→ **Records for this exercise**:
**********

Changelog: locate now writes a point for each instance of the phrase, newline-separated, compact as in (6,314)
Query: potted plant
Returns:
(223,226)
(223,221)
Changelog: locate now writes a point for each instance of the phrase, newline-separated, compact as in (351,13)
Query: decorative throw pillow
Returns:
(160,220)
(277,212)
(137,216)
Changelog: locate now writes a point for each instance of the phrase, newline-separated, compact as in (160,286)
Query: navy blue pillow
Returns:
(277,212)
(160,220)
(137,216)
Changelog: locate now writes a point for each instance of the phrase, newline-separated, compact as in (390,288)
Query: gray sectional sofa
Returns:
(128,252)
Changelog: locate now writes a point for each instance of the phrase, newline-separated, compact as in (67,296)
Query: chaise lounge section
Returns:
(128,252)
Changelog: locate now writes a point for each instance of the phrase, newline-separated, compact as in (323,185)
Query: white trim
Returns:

**********

Could you please find every line of the listing above holding the string "compact" and copy it?

→ **Response to the exercise**:
Changelog: locate now writes a point for each instance of the phrase, newline-separated, compact as in (6,314)
Changelog: locate now writes a point for each instance of the phrase, newline-separated, compact as in (351,13)
Changelog: locate now writes a point for each instance of the phrase, newline-separated, compact as in (160,286)
Changelog: locate now writes a point for each instance of the phrase, newline-separated, compact as in (390,288)
Changelog: locate now writes a point for each instance of the phrase, newline-separated, compact as in (67,296)
Changelog: locate now writes a point for each instance of the phrase, newline-separated, compact as in (323,185)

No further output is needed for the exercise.